What you are asked to do:
Extend the article about making stardust in a lab, starting right after its final sentence.

Selection:

====

The University of Sydney team used simple gases and high-voltage electricity to mimic the extreme environments found around dying stars, producing carbon-rich grains that match the infrared fingerprints of dust seen across the Galaxy.

PhD candidate Linda Losurdo made stardust in a lab. Photo: Fiona Wolf/The University of Sydney
PhD candidate Linda Losurdo made stardust in a lab. Photo: Fiona Wolf/The University of Sydney

Led by PhD candidate Linda Losurdo, the research provides a new platform for studying complex space chemistry without having to wait for rare meteorite falls.

By subjecting a mixture of nitrogen, carbon dioxide and acetylene to 10,000 volts, the team created a ‘glow discharge’ plasma.

This process breaks apart gas molecules and drives them to recombine into solids.

“It’s like we have recreated a little bit of the Universe in a bottle in our lab,” says Losurdo.

====

Data:
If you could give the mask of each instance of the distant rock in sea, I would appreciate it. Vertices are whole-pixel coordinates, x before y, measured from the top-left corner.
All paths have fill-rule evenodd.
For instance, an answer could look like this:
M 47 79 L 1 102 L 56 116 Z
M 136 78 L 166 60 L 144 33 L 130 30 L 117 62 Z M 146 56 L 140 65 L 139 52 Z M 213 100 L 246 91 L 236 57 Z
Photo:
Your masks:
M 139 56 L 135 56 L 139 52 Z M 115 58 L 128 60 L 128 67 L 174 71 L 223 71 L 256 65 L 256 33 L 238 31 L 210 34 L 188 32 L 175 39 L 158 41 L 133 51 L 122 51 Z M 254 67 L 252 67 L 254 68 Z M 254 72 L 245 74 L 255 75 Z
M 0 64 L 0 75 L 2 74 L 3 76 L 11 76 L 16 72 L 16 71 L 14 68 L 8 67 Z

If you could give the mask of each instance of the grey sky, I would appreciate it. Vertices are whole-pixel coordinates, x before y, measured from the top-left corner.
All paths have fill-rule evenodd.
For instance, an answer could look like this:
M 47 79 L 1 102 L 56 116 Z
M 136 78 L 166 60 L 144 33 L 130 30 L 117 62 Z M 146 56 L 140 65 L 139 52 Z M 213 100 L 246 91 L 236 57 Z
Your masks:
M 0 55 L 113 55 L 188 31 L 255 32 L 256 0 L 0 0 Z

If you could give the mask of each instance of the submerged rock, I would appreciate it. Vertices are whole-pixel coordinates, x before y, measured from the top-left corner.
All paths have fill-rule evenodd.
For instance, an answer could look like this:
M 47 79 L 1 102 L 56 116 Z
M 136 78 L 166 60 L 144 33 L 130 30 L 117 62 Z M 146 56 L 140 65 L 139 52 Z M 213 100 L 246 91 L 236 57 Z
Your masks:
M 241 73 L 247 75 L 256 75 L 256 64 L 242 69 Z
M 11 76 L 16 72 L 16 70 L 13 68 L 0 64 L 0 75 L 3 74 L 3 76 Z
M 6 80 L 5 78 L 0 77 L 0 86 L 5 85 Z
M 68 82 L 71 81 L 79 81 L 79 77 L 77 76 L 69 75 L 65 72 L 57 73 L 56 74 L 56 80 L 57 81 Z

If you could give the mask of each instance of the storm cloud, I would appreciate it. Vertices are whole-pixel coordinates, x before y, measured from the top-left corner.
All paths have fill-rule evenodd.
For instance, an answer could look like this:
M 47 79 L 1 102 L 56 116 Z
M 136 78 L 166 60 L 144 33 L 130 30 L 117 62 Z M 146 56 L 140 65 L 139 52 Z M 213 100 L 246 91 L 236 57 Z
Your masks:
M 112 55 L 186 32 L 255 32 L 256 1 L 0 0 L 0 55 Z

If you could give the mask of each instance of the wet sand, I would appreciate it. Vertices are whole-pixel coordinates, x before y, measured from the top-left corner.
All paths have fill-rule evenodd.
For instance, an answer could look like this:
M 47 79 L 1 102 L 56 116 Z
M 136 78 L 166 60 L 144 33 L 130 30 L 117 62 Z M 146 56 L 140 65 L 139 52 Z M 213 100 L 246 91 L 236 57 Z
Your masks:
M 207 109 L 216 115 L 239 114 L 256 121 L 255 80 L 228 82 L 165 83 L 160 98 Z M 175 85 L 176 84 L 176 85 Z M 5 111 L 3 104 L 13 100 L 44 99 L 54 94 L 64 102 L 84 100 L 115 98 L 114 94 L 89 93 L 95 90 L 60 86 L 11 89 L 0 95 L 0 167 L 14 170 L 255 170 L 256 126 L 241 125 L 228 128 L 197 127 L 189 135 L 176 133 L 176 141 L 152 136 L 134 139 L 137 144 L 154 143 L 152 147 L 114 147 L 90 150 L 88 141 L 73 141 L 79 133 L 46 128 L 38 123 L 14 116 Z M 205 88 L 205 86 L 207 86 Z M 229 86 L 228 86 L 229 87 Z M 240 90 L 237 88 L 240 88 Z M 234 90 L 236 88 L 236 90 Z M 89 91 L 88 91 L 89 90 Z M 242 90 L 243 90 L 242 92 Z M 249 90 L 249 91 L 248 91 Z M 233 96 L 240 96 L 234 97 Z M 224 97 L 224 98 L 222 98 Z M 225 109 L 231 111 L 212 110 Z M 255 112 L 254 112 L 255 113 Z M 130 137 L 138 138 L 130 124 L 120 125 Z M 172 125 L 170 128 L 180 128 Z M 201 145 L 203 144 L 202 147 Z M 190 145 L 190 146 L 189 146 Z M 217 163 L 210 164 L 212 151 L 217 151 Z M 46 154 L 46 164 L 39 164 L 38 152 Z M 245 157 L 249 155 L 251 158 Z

====

The answer:
“We no longer have to wait for an asteroid to come to Earth to understand its history. You can build analogue environments in the laboratory and reverse-engineer their structure using the infrared fingerprints.”

Cosmic dust analogue on a chip, produced by scientists at the University of Sydney, Australia. Photo: Fiona Wolf
Cosmic dust analogue on a chip, produced by scientists at the University of Sydney, Australia. Photo: Fiona Wolf

The resulting dust contains a cocktail of carbon, hydrogen, oxygen and nitrogen – known as the CHON elements.

These are the fundamental ingredients for organic compounds like amino acids.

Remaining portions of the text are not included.